** GIVEN INFORMATION follows **
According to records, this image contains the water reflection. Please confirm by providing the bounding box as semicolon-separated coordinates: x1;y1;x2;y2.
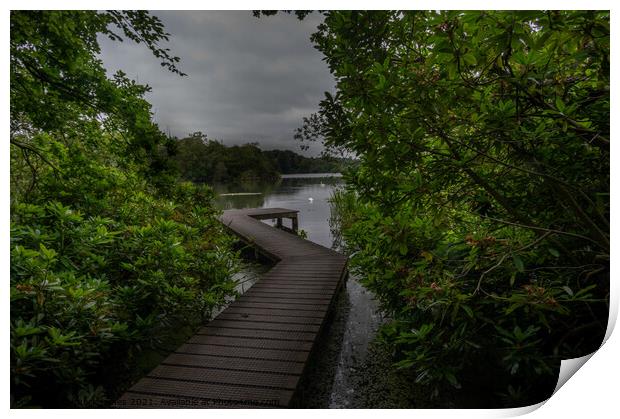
215;174;344;249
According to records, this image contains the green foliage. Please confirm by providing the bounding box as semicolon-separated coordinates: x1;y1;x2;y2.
10;11;238;407
263;149;353;174
10;11;182;176
170;133;279;183
11;192;237;407
321;11;609;406
170;132;353;184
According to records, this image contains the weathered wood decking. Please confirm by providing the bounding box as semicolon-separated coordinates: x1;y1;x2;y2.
115;208;347;408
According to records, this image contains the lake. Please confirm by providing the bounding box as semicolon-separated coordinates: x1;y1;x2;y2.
214;173;344;248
** End of GIVEN INFORMATION **
* _TASK OBJECTIVE_: Output the records above exactly, omitting the pictures.

* _REPLY TO THE TASK_:
According to records, this image contains the water reflection. Please confirm by providing the bounding box as semicolon-separated coordinates: x1;y1;x2;y2.
215;174;344;249
According to records, this image contains the green foliage. Please confirm by providing the bounding box as semicolon-separated coordinates: x1;y1;x2;y2.
10;11;238;407
263;149;353;174
10;11;182;176
170;133;279;183
11;192;237;407
321;11;609;406
170;132;353;184
According to records, this image contains the weathered wood decking. Please confirm by providing the bounding box as semicolon-separated coordinates: x1;y1;x2;y2.
115;208;347;408
According to records, this image contains the lake. Please confirm by providing the bounding box as semicolon-separated coordinates: x1;y1;x2;y2.
214;173;344;248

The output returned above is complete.